▸ **Provided passage**:
----------------------------------------
Kathleen Hilton-Foord (1903-1908): Life & Labour
Changing policies in the early twentieth century with regard to compulsory education, such as The 1902 Balfour Education Act, meant that unlike children in the nineteenth century, Kathleen didn’t enter the labour market until she was twelve years old and had passed the Labour exam. Although Kathleen was extremely eager to leave school and find a job, she struggled to find work because she was small for her age. In ‘Leaving School’ she writes:
‘The next few months I did little
No training of any sort at all:
The School-Board man stopped me once
He thought I was a truant, being so small.
I don’t think it did me any harm though
I was learning the hard way;
With no-one to advise me,
Only Grannie who could have no say.’
(Grannie’s Girl)
Living with her grandmother distinguishes Kathleen from her other siblings, who have to go to an orphanage when their father passes away and learn a trade. In this sense, Kathleen is given more time to experience her childhood and isn’t expected in the least to go to work and support the family. Although Kathleen’s grandmother advises her to stay at school, she begins to need Kathleen’s help as she gets older, as Kathleen says in ‘Leaving School’:
Now I was looking after her
Before she would not let me do anything,
Now she did not demur.
(Grannie’s Girl)
In The Survivor Kathleen details some of the jobs she had. She says that her ‘first job was at a printers next to Olbys the builders Merchants in York Street’ (p.5). When her father died ‘neighbouring shop keepers’ gave her and three of her older siblings ‘little Saturday jobs delivering newspapers, meat, grocery and fish’ (p.5). At the age of fourteen she became ‘a girl telegraph messenger, walking in all weather and the blackouts, to Camps, Naval Bases and Ships’ (p.5). She also talks about her experience of delivering ‘civilian telegrams’, which she did not like ‘because of the stricken looks on some of the faces, told only too well what message’ she had brought (p.5). After her grandmother passes away and she is living with a family found by the Rector and her aunt, she gets a job with a stamp collector. She says:
‘my pay was 12/6 a week, once or twice, if it was a bad week, my wages were made up with pennies and half-pennies, and once four farthings, but it was pleasant and interesting work and we were always laughing. Later he went into business with two other gentleman, and I became a typist. They taught me on an old machine, and when business prospered they got me a new one. Our offices were in Castle Street.’
(The Survivor – The Memoirs of a little Dover Girl – Born 1903, p.6)
----------------------------------------
▸ **Dataset extract**:
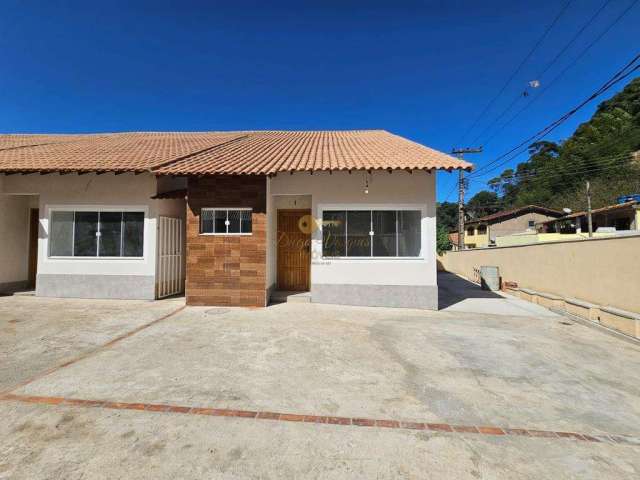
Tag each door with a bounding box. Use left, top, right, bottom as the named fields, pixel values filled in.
left=277, top=209, right=313, bottom=291
left=156, top=217, right=184, bottom=298
left=23, top=208, right=40, bottom=288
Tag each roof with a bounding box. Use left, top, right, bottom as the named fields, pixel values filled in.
left=0, top=130, right=472, bottom=175
left=0, top=132, right=239, bottom=172
left=540, top=200, right=640, bottom=225
left=465, top=205, right=563, bottom=225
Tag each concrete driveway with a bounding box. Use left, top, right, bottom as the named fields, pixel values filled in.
left=0, top=287, right=640, bottom=479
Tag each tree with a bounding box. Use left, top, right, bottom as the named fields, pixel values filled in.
left=436, top=202, right=458, bottom=232
left=436, top=225, right=451, bottom=255
left=465, top=190, right=502, bottom=218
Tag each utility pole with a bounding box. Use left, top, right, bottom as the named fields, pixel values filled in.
left=451, top=147, right=482, bottom=250
left=587, top=180, right=593, bottom=238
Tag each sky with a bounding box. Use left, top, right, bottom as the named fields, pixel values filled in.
left=0, top=0, right=640, bottom=201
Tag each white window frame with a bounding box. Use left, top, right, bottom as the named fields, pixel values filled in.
left=46, top=205, right=149, bottom=262
left=318, top=204, right=426, bottom=262
left=198, top=207, right=253, bottom=237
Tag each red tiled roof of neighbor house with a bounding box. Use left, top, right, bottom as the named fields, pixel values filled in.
left=539, top=200, right=640, bottom=225
left=465, top=205, right=564, bottom=225
left=0, top=130, right=472, bottom=175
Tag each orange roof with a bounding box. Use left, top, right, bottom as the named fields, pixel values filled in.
left=465, top=205, right=562, bottom=225
left=0, top=130, right=472, bottom=175
left=0, top=132, right=240, bottom=172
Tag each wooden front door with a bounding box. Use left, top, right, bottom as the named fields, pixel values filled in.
left=29, top=208, right=40, bottom=287
left=277, top=209, right=312, bottom=291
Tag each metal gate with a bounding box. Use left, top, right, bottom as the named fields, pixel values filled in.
left=156, top=217, right=184, bottom=298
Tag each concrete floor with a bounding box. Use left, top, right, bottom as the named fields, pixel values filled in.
left=0, top=278, right=640, bottom=479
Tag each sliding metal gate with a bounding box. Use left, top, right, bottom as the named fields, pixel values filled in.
left=156, top=217, right=184, bottom=298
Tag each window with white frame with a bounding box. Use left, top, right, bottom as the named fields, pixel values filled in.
left=49, top=210, right=144, bottom=257
left=322, top=210, right=422, bottom=257
left=200, top=208, right=252, bottom=235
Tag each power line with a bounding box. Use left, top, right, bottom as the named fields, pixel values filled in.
left=458, top=0, right=573, bottom=145
left=470, top=54, right=640, bottom=177
left=482, top=0, right=640, bottom=146
left=471, top=153, right=631, bottom=183
left=537, top=0, right=611, bottom=80
left=472, top=0, right=611, bottom=144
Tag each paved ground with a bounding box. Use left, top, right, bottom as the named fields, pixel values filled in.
left=0, top=296, right=184, bottom=392
left=438, top=272, right=557, bottom=317
left=0, top=278, right=640, bottom=479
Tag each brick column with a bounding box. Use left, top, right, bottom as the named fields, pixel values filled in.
left=186, top=175, right=267, bottom=307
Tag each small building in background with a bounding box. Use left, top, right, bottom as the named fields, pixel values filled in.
left=537, top=199, right=640, bottom=238
left=464, top=205, right=563, bottom=248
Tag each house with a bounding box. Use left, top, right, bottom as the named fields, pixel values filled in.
left=464, top=205, right=563, bottom=248
left=0, top=130, right=471, bottom=308
left=537, top=199, right=640, bottom=238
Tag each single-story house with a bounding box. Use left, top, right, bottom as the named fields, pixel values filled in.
left=0, top=130, right=471, bottom=308
left=464, top=205, right=564, bottom=248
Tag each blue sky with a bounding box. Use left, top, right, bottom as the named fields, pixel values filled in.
left=0, top=0, right=640, bottom=200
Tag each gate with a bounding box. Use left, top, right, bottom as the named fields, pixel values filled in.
left=156, top=217, right=184, bottom=298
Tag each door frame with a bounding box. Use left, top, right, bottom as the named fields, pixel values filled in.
left=276, top=208, right=312, bottom=291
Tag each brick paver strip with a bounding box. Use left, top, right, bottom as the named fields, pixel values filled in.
left=0, top=393, right=640, bottom=446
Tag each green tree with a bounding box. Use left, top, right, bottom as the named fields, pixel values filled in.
left=436, top=225, right=451, bottom=254
left=436, top=202, right=458, bottom=232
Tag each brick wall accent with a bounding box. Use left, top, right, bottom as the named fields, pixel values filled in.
left=186, top=175, right=267, bottom=307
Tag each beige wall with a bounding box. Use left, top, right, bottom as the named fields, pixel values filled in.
left=267, top=171, right=436, bottom=286
left=0, top=174, right=186, bottom=275
left=440, top=235, right=640, bottom=313
left=0, top=193, right=31, bottom=289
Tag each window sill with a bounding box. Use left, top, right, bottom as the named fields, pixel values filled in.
left=198, top=233, right=253, bottom=237
left=47, top=255, right=144, bottom=261
left=322, top=257, right=425, bottom=261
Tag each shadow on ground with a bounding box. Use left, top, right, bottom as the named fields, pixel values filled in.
left=438, top=272, right=504, bottom=310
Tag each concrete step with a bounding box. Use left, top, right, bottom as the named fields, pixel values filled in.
left=271, top=290, right=311, bottom=303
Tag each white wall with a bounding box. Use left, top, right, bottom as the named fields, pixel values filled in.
left=267, top=171, right=436, bottom=285
left=0, top=181, right=36, bottom=285
left=4, top=174, right=162, bottom=276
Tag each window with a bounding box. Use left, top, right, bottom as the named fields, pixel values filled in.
left=49, top=210, right=144, bottom=257
left=322, top=210, right=422, bottom=257
left=200, top=208, right=251, bottom=235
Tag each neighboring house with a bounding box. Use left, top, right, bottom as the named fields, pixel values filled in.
left=537, top=198, right=640, bottom=238
left=0, top=131, right=471, bottom=309
left=464, top=205, right=563, bottom=248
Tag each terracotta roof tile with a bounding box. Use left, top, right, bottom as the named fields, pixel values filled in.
left=0, top=130, right=471, bottom=175
left=158, top=130, right=471, bottom=175
left=0, top=132, right=242, bottom=172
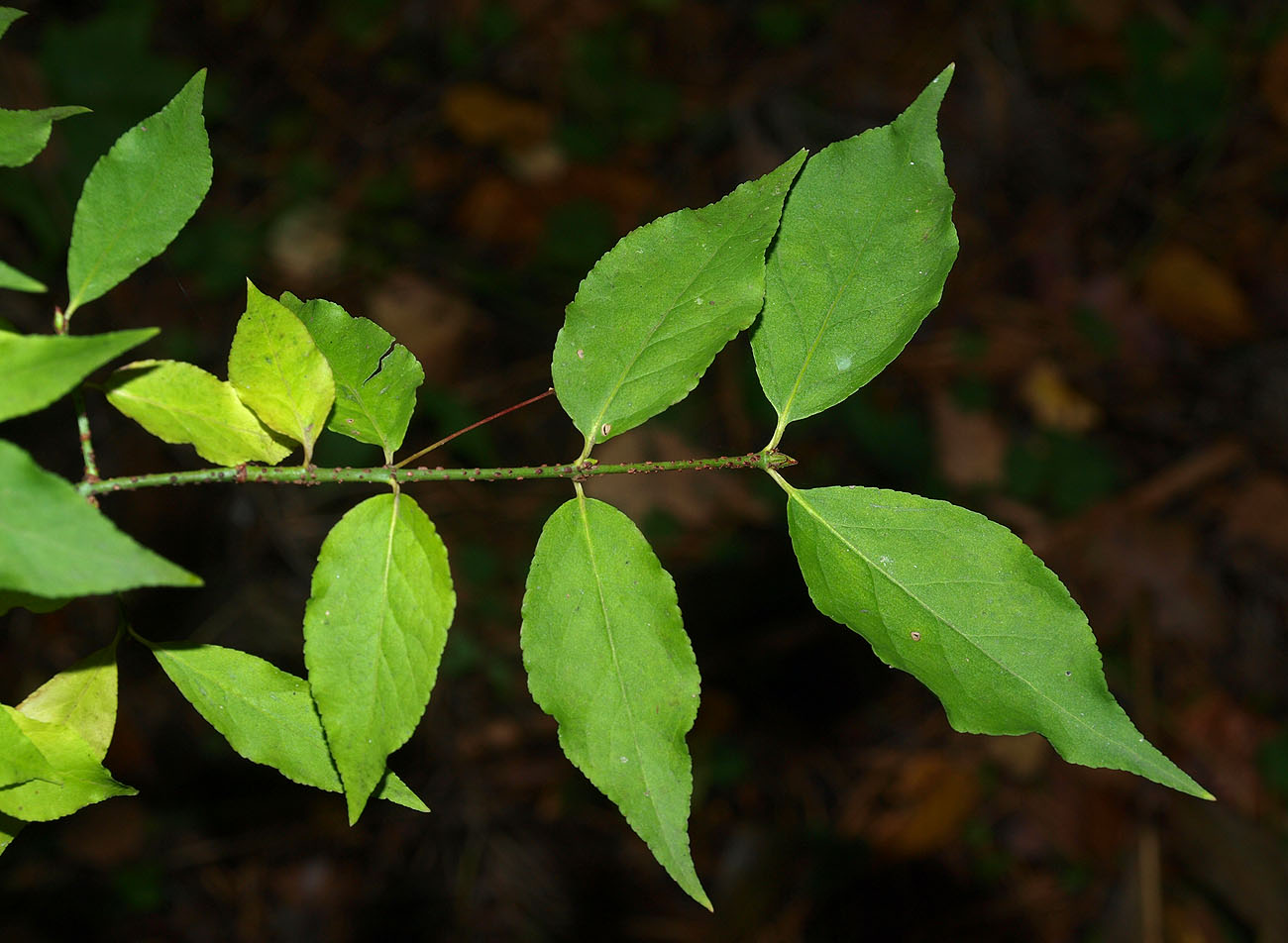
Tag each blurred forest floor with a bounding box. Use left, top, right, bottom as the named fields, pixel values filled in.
left=0, top=0, right=1288, bottom=943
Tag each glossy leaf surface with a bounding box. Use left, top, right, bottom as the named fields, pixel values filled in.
left=107, top=361, right=291, bottom=465
left=0, top=327, right=158, bottom=421
left=150, top=643, right=429, bottom=811
left=0, top=262, right=49, bottom=292
left=787, top=487, right=1211, bottom=798
left=304, top=493, right=456, bottom=823
left=282, top=295, right=425, bottom=462
left=0, top=711, right=59, bottom=791
left=0, top=104, right=89, bottom=167
left=67, top=69, right=211, bottom=314
left=0, top=442, right=201, bottom=597
left=751, top=65, right=957, bottom=434
left=18, top=640, right=117, bottom=763
left=228, top=281, right=335, bottom=465
left=520, top=494, right=711, bottom=908
left=0, top=707, right=137, bottom=822
left=551, top=151, right=805, bottom=442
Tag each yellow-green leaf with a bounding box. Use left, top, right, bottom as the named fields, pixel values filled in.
left=228, top=281, right=335, bottom=465
left=106, top=361, right=291, bottom=465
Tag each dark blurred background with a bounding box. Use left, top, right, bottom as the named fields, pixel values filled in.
left=0, top=0, right=1288, bottom=943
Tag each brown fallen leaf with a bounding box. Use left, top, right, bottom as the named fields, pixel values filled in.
left=1141, top=245, right=1256, bottom=347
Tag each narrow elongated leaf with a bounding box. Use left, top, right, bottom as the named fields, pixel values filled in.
left=551, top=151, right=805, bottom=443
left=228, top=281, right=335, bottom=465
left=0, top=262, right=49, bottom=292
left=106, top=361, right=291, bottom=465
left=304, top=493, right=456, bottom=823
left=67, top=69, right=211, bottom=316
left=0, top=327, right=159, bottom=421
left=520, top=494, right=711, bottom=909
left=787, top=487, right=1212, bottom=798
left=751, top=65, right=957, bottom=434
left=0, top=104, right=89, bottom=167
left=0, top=442, right=201, bottom=597
left=282, top=292, right=425, bottom=462
left=0, top=711, right=59, bottom=791
left=0, top=707, right=137, bottom=822
left=149, top=643, right=429, bottom=811
left=18, top=636, right=120, bottom=763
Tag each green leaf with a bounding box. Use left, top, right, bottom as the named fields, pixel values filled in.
left=0, top=590, right=71, bottom=616
left=785, top=484, right=1212, bottom=798
left=520, top=493, right=711, bottom=909
left=282, top=292, right=425, bottom=463
left=0, top=442, right=201, bottom=599
left=0, top=7, right=27, bottom=36
left=18, top=635, right=120, bottom=763
left=0, top=262, right=49, bottom=292
left=228, top=279, right=335, bottom=465
left=147, top=642, right=429, bottom=811
left=0, top=711, right=59, bottom=792
left=104, top=361, right=291, bottom=467
left=0, top=327, right=159, bottom=423
left=0, top=707, right=138, bottom=822
left=751, top=65, right=957, bottom=445
left=65, top=69, right=211, bottom=316
left=0, top=104, right=89, bottom=167
left=551, top=151, right=805, bottom=450
left=304, top=493, right=456, bottom=823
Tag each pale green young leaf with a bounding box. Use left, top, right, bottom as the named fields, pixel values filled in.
left=104, top=361, right=291, bottom=467
left=0, top=706, right=138, bottom=822
left=0, top=441, right=201, bottom=599
left=520, top=493, right=711, bottom=908
left=0, top=711, right=60, bottom=792
left=751, top=65, right=957, bottom=445
left=67, top=69, right=211, bottom=316
left=787, top=487, right=1212, bottom=798
left=0, top=327, right=159, bottom=423
left=147, top=643, right=429, bottom=811
left=0, top=262, right=49, bottom=292
left=0, top=104, right=89, bottom=167
left=0, top=7, right=27, bottom=36
left=304, top=493, right=456, bottom=823
left=282, top=292, right=425, bottom=462
left=18, top=635, right=120, bottom=763
left=228, top=281, right=335, bottom=465
left=551, top=151, right=805, bottom=445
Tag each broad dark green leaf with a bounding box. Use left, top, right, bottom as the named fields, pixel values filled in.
left=551, top=151, right=805, bottom=449
left=228, top=281, right=335, bottom=465
left=18, top=636, right=120, bottom=763
left=520, top=493, right=711, bottom=909
left=0, top=590, right=71, bottom=616
left=282, top=292, right=425, bottom=463
left=0, top=710, right=59, bottom=792
left=0, top=262, right=49, bottom=292
left=106, top=361, right=291, bottom=467
left=785, top=485, right=1212, bottom=798
left=304, top=493, right=456, bottom=822
left=0, top=707, right=137, bottom=822
left=0, top=441, right=201, bottom=597
left=0, top=104, right=89, bottom=167
left=751, top=65, right=957, bottom=445
left=0, top=7, right=27, bottom=36
left=0, top=327, right=159, bottom=423
left=149, top=643, right=429, bottom=811
left=67, top=69, right=211, bottom=316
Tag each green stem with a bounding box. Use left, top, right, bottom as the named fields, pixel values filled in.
left=78, top=450, right=796, bottom=496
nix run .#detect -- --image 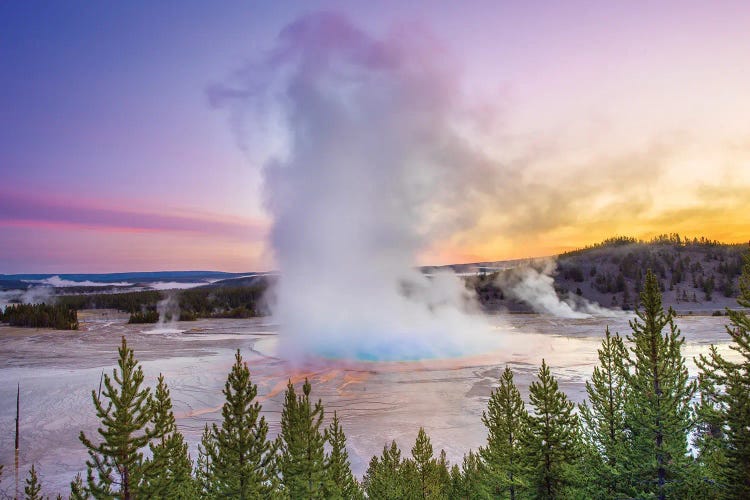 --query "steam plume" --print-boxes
[496,259,622,319]
[209,13,506,360]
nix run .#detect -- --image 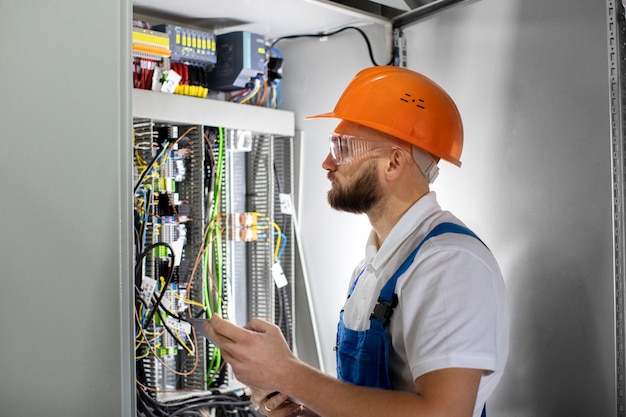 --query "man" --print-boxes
[205,67,508,417]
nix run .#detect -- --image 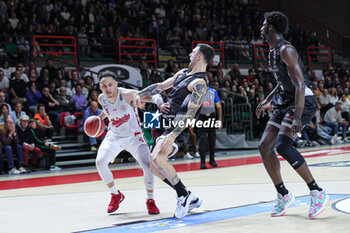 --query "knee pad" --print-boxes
[276,135,305,169]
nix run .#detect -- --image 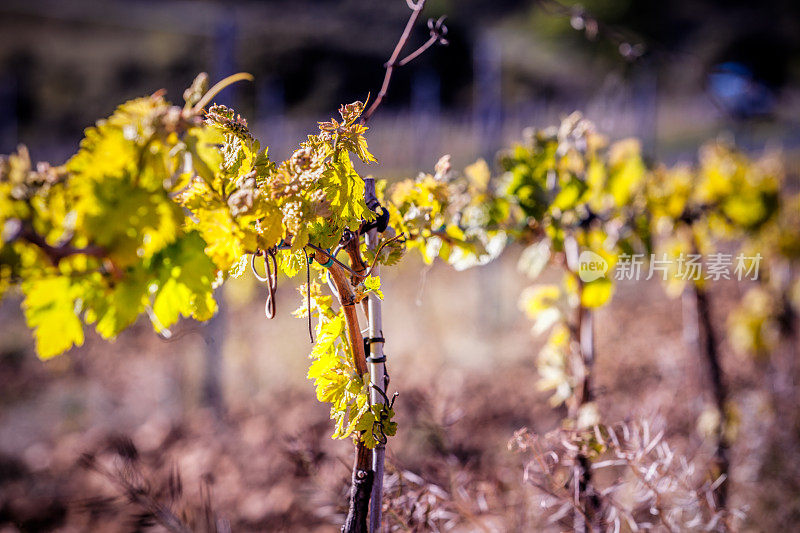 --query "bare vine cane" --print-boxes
----------------------------------------
▸ **Written task**: In the piece on Kathleen Hilton-Foord, swap "School-Board man" for "attendance officer" in the section starting at "Kathleen Hilton-Foord (1903-1908): Life" and ending at "being so small.", then write out that section.

▸ **Solved exercise**:
Kathleen Hilton-Foord (1903-1908): Life & Labour
Changing policies in the early twentieth century with regard to compulsory education, such as The 1902 Balfour Education Act, meant that unlike children in the nineteenth century, Kathleen didn’t enter the labour market until she was twelve years old and had passed the Labour exam. Although Kathleen was extremely eager to leave school and find a job, she struggled to find work because she was small for her age. In ‘Leaving School’ she writes:
‘The next few months I did little
No training of any sort at all:
The attendance officer stopped me once
He thought I was a truant, being so small.